• _Work item_
The data below holds the lines to copy: everything from the line containing "# expected shape, e.g. point(44, 19)" to the line containing "# expected shape, e.g. point(38, 64)", both ends included, set down exactly.

• _The data_
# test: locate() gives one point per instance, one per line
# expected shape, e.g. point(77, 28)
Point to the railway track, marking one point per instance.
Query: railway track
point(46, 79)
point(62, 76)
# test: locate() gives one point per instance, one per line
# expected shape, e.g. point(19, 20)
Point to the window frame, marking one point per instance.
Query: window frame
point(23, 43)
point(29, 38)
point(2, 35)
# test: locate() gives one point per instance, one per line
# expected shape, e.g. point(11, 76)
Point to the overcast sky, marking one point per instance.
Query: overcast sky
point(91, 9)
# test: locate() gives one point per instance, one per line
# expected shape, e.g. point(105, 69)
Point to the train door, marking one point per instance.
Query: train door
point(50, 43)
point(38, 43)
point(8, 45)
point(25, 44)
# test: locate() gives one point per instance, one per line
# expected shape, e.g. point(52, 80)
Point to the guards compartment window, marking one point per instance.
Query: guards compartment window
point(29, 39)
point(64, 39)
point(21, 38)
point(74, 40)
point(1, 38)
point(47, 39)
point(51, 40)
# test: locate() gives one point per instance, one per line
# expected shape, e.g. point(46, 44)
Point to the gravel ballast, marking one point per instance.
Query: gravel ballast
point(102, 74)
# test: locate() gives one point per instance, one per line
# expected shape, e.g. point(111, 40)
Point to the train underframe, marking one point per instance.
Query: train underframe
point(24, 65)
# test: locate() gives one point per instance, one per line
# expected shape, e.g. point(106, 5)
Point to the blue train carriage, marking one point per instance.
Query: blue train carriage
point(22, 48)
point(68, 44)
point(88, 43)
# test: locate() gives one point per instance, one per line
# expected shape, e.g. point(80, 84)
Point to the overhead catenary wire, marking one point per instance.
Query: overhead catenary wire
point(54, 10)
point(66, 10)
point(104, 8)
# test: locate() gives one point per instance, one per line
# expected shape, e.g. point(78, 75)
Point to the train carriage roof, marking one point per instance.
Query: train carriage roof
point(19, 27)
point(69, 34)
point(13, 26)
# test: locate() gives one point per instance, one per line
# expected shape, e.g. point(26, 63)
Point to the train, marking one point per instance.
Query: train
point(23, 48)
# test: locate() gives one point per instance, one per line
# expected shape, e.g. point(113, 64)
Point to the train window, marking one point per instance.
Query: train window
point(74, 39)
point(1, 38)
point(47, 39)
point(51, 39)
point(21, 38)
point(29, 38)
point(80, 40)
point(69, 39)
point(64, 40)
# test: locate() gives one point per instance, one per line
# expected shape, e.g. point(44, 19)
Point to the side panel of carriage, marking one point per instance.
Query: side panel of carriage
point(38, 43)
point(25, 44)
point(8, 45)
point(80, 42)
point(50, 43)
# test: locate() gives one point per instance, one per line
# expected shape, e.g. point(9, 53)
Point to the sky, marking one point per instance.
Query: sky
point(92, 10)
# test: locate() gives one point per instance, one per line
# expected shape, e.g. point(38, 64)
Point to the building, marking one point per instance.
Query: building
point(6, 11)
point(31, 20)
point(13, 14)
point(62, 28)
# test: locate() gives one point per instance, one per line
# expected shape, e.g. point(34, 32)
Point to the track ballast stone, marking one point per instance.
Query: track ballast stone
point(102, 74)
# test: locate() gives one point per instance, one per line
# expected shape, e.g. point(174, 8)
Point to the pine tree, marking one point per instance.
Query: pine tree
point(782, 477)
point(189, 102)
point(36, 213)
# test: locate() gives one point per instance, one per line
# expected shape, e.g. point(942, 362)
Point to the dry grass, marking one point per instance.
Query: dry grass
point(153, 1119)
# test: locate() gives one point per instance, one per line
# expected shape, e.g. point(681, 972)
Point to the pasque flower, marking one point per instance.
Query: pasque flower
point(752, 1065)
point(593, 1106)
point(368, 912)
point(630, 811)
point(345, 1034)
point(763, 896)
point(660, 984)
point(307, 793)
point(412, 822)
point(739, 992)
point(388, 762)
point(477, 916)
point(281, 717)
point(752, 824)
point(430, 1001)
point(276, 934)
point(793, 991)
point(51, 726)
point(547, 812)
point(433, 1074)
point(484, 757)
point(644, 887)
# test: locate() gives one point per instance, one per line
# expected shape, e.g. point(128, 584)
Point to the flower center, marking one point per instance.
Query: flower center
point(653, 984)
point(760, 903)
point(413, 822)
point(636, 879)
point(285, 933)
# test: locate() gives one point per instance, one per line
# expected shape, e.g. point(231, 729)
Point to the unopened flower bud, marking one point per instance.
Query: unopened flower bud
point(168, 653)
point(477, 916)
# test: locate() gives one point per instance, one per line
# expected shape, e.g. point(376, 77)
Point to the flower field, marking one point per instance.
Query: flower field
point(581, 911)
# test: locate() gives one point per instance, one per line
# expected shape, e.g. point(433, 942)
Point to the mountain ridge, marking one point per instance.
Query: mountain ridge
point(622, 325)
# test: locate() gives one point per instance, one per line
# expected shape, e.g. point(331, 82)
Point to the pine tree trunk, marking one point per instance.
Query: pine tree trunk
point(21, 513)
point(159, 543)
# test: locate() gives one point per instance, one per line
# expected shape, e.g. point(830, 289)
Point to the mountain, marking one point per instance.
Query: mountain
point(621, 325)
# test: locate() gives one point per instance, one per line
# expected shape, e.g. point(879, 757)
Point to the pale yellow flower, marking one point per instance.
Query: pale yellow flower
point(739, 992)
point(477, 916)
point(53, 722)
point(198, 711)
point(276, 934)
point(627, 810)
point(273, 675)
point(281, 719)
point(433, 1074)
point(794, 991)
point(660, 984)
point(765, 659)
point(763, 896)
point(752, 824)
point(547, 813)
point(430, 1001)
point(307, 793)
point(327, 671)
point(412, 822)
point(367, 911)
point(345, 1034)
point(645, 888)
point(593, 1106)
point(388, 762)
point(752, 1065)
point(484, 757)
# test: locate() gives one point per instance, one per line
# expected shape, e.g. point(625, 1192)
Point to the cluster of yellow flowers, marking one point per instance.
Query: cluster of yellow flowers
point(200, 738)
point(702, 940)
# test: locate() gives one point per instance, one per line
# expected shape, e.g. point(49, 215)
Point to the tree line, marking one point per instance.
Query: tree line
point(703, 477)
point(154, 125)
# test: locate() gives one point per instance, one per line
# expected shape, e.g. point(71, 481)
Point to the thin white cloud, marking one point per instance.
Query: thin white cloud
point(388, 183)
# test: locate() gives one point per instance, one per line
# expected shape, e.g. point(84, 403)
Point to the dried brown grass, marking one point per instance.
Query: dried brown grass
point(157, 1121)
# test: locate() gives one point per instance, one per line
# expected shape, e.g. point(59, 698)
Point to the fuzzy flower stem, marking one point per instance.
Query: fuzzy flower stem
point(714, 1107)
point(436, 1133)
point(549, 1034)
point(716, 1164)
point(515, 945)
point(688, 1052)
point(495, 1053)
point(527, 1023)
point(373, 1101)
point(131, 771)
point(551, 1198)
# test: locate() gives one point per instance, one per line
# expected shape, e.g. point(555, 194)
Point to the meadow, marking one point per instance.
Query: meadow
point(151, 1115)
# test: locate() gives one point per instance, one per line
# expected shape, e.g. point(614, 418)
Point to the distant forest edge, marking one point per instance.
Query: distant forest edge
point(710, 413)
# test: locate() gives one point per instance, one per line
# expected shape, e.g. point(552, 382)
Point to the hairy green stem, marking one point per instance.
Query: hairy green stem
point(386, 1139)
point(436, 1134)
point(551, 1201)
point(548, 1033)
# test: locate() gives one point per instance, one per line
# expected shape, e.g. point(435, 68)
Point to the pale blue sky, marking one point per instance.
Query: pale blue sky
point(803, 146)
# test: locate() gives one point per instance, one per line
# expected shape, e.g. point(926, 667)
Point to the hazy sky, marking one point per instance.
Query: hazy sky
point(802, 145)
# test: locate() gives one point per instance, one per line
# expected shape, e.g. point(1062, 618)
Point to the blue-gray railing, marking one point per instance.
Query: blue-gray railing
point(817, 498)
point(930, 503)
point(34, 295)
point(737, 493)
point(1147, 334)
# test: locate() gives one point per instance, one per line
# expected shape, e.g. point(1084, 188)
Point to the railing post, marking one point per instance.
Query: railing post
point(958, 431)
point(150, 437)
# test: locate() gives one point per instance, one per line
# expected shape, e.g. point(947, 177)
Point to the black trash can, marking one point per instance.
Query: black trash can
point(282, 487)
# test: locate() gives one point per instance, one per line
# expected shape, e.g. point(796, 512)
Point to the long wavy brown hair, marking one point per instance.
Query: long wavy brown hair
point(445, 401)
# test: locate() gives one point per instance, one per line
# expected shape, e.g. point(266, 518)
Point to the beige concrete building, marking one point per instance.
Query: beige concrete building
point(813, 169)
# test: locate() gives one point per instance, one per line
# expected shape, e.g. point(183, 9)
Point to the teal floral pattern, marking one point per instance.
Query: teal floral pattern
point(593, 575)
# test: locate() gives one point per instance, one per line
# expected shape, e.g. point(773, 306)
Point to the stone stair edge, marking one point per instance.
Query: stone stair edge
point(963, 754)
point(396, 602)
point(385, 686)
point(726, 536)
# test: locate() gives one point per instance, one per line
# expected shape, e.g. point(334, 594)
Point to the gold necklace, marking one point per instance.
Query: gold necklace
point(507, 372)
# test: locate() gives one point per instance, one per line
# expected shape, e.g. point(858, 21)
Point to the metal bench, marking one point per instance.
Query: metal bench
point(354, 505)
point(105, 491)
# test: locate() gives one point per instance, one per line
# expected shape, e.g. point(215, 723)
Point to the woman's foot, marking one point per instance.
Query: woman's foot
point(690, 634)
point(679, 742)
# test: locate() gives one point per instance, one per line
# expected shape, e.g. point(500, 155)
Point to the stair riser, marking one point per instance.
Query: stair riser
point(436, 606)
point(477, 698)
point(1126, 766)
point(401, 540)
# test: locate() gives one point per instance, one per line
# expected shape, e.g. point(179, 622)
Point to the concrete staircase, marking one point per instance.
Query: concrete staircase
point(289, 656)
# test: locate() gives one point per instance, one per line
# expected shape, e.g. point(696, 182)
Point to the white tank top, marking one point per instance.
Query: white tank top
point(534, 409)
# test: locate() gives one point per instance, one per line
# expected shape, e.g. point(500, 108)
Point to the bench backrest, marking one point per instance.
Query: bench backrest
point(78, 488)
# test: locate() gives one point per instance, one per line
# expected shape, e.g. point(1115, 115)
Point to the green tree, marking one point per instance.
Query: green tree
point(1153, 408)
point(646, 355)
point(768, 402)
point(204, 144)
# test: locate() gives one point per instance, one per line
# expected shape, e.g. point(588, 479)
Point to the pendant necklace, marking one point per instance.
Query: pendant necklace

• _Solution to this task_
# expected shape, e.g. point(44, 19)
Point to the side panel of carriage, marking one point per instance.
Query: side panel of carriage
point(38, 43)
point(25, 44)
point(8, 45)
point(80, 42)
point(50, 43)
# test: locate() gives one point per instance, one per line
# expected shape, e.g. point(9, 53)
Point to the sky, marking one point per instance.
Query: sky
point(92, 10)
# test: locate() gives one point per instance, one per line
# expected shape, e.g. point(38, 64)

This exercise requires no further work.